Source document.
▽

When l = 1, this indicates the p-subshell, which has three orbitals shaped like barbells along the x, y, and z axes at right angles to each other. The p-orbitals are plotted in Figure 3.9.

Figure 3.9

Although well beyond the scope of the MCAT, mathematical analyses of the wave function of the orbitals are used to determine and assign plus and minus signs to each lobe of the p-orbitals. The shapes of the five d-orbitals and the seven f-orbitals are more complex and need not be memorized for the MCAT. When two atoms bond to form a compound, the atomic orbitals interact to form a molecular orbital that describes the probability of finding the bonding electrons. Molecular orbitals are obtained by combining the wave functions of the atomic orbitals. Qualitatively, the overlap of two atomic orbitals describes this. If the signs of the two atomic orbitals are the same, a bonding orbital forms. If the signs are different, an antibonding orbital forms.

Two different patterns of overlap are observed in the formation of molecular bonds. When orbitals overlap head-to-head, the resulting bond is called a sigma ( ) bond. Sigma bonds allow for relatively free rotation, because the electron density of the bonding orbital is a single linear accumulation between the atomic nuclei. When the orbitals overlap in such a way that there are two parallel electron cloud densities, a pi () bond is formed. Pi bonds do not allow for free rotation because the electron densities of the orbital are parallel. To picture this difference, imagine pushing your fists together and rotating them as they touch—this is a sigma bond. Now imagine putting your arms out in front of you, holding them parallel to each other with your elbows bent at about right angles while another person slips two rubber bands around your forearms, one near the elbows and the second closer to the wrists. With the rubber bands on, try bringing one forearm up toward you while you extend your other forearm out away from you. The parallel tension provided by the rubber bands makes it quite difficult to rotate your forearms in opposite directions. This is a pi bond.

△

Data shown.

▽

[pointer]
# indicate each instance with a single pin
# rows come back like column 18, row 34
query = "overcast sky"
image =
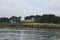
column 29, row 7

△

Tasks for this exercise.
• a. Summarize the passage on orbitals and bonding in three sentences.
• b. Write the next part of the passage on orbitals and bonding, picking up after its last sentence.

Answers to the exercise.
• a. The p-subshell (l = 1) has three barbell-shaped orbitals along the x, y, and z axes, and when two atoms bond, their atomic orbitals interact to form a molecular orbital that describes where the bonding electrons are likely to be found. If the overlapping atomic orbitals have the same sign, a bonding orbital forms, and if their signs differ, an antibonding orbital forms. Head-to-head overlap produces a sigma bond, which allows relatively free rotation, while overlap into two parallel electron clouds produces a pi bond, which does not.

• b.
Bridge

The pi bonds of alkenes, alkynes, aromatic compounds, and carboxylic acid derivates are what lend the ever-important functionalities in organic chemistry.

The Intermolecular Forces

Like guests at a cocktail party who mingle but ultimately have little to say to each other, atoms and compounds participate in weak electrostatic interactions. The strength of these intermolecular interactions can impact certain physical properties of the compounds, such as melting and boiling point. The weakest of the intermolecular interactions are the dispersion forces, also known as London forces. Next, are the dipole–dipole interactions, which are of intermediate strength. Finally, we have the strongest type of interaction, the hydrogen bond, which is a misnomer because there is no sharing or transfer of electrons, and consequently, it is not a true bond. We must keep in mind, however, that even hydrogen bonds, the strongest of these interactions, have only about 10 percent the strength of a covalent bond, so these electrostatic interactions can be overcome with additions of small or moderate amounts of energy.

Bridge

These intermolecular forces are the binding forces that keep a substance together in its solid or liquid state (see Chapter 8). These same forces determine whether two substances are miscible or immiscible in the solution phase (see Chapter 9).

LONDON FORCES

The bonding electrons in nonpolar covalent bonds may appear, on paper, to be shared equally between two atoms, but at any point in time, they will be located randomly throughout the orbital. For these instantaneous moments, then, the electron density may be unequally distributed between the two atoms. This results in rapid polarization and counterpolarization of the electron cloud and the formation of short-lived dipole moments. These dipoles interact with the electron clouds of neighboring compounds, inducing the formation of more dipoles. The momentarily negative end of one molecule will cause the closest region in any neighboring molecule to become temporarily positive itself, thus causing the other end of this neighboring molecule to become temporarily negative, which in turn induces other molecules to become temporarily polarized, and the entire process begins all over again. The attractive interactions of these short-lived and rapidly shifting dipoles are called dispersion forces or London forces.

Real World

While London forces (a type of van der Waals force) are the weakest of the intermolecular attractions, when there are millions of these interactions, as there are on the bottom of a gecko’s foot, there is an amazing power of adhesion, which is demonstrated by the animal’s ability to climb smooth vertical, even inverted, surfaces.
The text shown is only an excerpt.